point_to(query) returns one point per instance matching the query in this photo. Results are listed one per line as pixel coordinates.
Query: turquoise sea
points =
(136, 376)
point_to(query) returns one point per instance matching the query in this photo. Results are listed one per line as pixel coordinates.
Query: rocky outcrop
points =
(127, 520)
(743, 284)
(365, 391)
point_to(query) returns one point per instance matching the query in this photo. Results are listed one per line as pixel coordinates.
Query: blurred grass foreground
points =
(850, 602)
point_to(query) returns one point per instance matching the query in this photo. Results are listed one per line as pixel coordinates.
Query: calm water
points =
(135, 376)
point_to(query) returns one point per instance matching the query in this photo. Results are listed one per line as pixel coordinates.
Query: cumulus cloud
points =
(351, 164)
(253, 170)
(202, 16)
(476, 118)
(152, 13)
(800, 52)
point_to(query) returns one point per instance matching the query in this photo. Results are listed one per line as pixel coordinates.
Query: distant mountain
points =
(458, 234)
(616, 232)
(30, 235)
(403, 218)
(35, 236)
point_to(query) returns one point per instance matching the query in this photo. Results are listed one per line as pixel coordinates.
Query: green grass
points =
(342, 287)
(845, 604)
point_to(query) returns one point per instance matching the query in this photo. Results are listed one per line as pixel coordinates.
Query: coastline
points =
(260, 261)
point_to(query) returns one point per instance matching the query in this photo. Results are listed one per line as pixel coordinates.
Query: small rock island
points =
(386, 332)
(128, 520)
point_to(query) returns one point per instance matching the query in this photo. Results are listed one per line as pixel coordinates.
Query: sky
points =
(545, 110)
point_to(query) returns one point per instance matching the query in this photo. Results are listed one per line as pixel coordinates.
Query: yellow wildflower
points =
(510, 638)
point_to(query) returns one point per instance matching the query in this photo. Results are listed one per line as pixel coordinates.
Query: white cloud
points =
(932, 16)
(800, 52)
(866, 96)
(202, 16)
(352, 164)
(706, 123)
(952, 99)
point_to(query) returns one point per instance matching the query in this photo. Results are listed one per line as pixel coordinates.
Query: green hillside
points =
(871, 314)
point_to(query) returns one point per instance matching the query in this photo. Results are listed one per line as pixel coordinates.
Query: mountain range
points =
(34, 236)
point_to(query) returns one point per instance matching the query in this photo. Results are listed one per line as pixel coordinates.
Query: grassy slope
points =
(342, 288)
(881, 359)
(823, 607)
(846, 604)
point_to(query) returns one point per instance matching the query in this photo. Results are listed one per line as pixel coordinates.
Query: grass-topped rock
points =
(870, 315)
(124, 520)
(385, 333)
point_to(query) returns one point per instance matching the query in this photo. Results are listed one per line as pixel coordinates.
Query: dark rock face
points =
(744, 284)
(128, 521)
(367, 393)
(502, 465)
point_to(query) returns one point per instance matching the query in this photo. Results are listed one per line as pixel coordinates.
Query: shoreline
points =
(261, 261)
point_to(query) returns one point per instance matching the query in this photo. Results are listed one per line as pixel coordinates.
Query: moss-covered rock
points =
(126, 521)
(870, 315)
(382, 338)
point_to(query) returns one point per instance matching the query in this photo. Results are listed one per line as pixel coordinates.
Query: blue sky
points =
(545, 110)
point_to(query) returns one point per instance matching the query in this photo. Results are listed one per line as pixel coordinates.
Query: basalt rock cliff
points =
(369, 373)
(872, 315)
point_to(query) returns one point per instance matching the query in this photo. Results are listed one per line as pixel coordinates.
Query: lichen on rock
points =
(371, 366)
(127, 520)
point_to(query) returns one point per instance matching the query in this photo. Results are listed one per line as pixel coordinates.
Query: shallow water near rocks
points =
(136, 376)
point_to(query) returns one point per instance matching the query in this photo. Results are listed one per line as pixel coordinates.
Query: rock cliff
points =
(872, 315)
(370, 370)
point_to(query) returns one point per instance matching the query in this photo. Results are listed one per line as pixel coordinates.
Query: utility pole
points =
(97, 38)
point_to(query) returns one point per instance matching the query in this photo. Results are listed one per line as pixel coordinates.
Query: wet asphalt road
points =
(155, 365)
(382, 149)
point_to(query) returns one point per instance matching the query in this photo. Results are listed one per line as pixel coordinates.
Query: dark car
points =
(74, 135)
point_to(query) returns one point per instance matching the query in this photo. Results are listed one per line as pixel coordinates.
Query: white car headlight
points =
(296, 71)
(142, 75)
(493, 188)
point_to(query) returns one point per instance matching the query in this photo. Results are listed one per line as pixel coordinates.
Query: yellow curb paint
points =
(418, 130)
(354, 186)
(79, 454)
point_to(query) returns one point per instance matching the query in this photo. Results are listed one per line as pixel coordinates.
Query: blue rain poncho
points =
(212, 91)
•••
- TASK PROMPT -
Give all of the entries again, word for word.

- THE SOLUTION -
point_to(query) returns one point per instance matching the query in this photo. Results are listed one per line as pixel coordinates.
Query: turquoise sea
points =
(136, 376)
point_to(query) returns one point per instance matching the query in this photo. Results are listed one per line as pixel coordinates.
Query: rocky outcrop
points =
(127, 520)
(743, 284)
(365, 391)
point_to(query) returns one point per instance matching the query in this photo. Results are listed one per line as pixel coordinates.
Query: blurred grass foreground
points =
(850, 602)
point_to(query) returns one point per instance matching the query in this photo. Results are listed one per line as pixel coordinates.
Query: calm water
points =
(135, 376)
point_to(query) returns one point per instance matching the query in this photo. Results are listed one per line as pixel coordinates.
Query: cumulus cloud
points =
(351, 164)
(253, 170)
(202, 16)
(476, 118)
(152, 13)
(800, 52)
point_to(query) returns one point per instance matching the query in this photo. Results are listed one per line as pixel coordinates.
Query: distant mountain
points =
(458, 234)
(616, 232)
(30, 235)
(403, 218)
(35, 236)
point_to(query) returns one point per instance matching the query in this photo. Results are listed one per line as pixel coordinates.
Query: green grass
points =
(342, 287)
(845, 604)
point_to(query) returns one point per instance matching the query in this photo. Results are listed one per line as pixel coordinates.
Query: coastline
points =
(260, 261)
point_to(query) returns one point per instance matching the query in this photo. Results are listed one per line as pixel coordinates.
Query: small rock island
points =
(386, 332)
(128, 520)
point_to(query) returns one point per instance matching the query in this photo. Results are listed one per line as pixel coordinates.
Query: sky
points =
(545, 110)
point_to(query) returns one point per instance matching the query in this photo. Results are listed one per line as pixel coordinates.
Query: yellow wildflower
points =
(510, 638)
point_to(query) returns one point per instance matching the query in this photo. Results are listed one per line as pixel coordinates.
Query: white cloud
points =
(932, 16)
(800, 52)
(866, 96)
(202, 16)
(352, 164)
(706, 123)
(952, 99)
point_to(query) returns one point per instance matching the query in this photo. Results are listed one per line as pixel coordinates.
Query: green hillside
points =
(871, 314)
point_to(query) returns one point per instance matching the query in this photo. Results are listed one per line as pixel coordinates.
Query: mountain range
points =
(34, 236)
point_to(query) returns one point per instance matching the query in this photo. Results are listed one per line as pixel coordinates.
Query: grassy slope
points =
(342, 288)
(881, 359)
(823, 607)
(846, 604)
point_to(query) returns one point per instance matching the query in this photo. Results are listed one per line as pixel coordinates.
Query: grass-topped rock
points =
(870, 315)
(124, 520)
(385, 333)
point_to(query) returns one point per instance matching the query in this photo. Results are listed one per line as pixel coordinates.
Query: dark rock face
points =
(744, 284)
(128, 521)
(367, 393)
(502, 465)
point_to(query) returns one point per instance matching the query in this photo. Results are listed one per line as pixel coordinates.
Query: shoreline
points =
(261, 261)
point_to(query) returns one point per instance matching the query in this photo. Results are listed one per line as pixel coordinates.
Query: moss-covered rock
points =
(126, 521)
(870, 315)
(382, 338)
point_to(query) returns one point per instance matching the query in this photo. Results are listed one per line as pixel coordinates.
Query: blue sky
points =
(545, 110)
point_to(query) returns one point per instance matching the query in this photo. Results are listed one per line as pixel coordinates.
Query: basalt rock cliff
points =
(369, 373)
(872, 315)
point_to(query) returns one point per instance matching the query in this photo. Results are listed one per line as pixel coordinates.
Query: lichen on rock
points =
(371, 366)
(127, 520)
point_to(query) returns one point per instance matching the query in this photo. Results are listed one per line as pixel coordinates.
Query: shallow water near rocks
points =
(136, 376)
point_to(query) returns one point per instance matching the query in this photo. Results are listed one per line as pixel coordinates.
Query: rock cliff
points =
(872, 315)
(370, 370)
point_to(query) returns one point per instance matching the query in this photo. Results are listed one per line as pixel coordinates.
Query: utility pole
points =
(97, 38)
point_to(query) returns one point per instance matching the query in this photo. Results are listed one per line as pixel coordinates.
Query: wet asphalt road
points =
(155, 365)
(382, 149)
point_to(query) returns one point per instance matching the query in this photo. Results are listed one per line as pixel coordinates.
Query: dark car
points =
(74, 135)
point_to(query) returns one point per instance matching the query in this photo. Results are listed one per line as pixel coordinates.
Query: white car headlight
points =
(296, 71)
(142, 75)
(493, 188)
point_to(query) returns one point per instance matching the query in this photo. Results are listed one per line as pixel coordinates.
Query: yellow curb paint
points =
(418, 130)
(354, 186)
(79, 454)
point_to(query) returns one point per instance matching the query in this photo. Results are listed one per line as pixel coordinates.
Query: blue rain poncho
points =
(212, 91)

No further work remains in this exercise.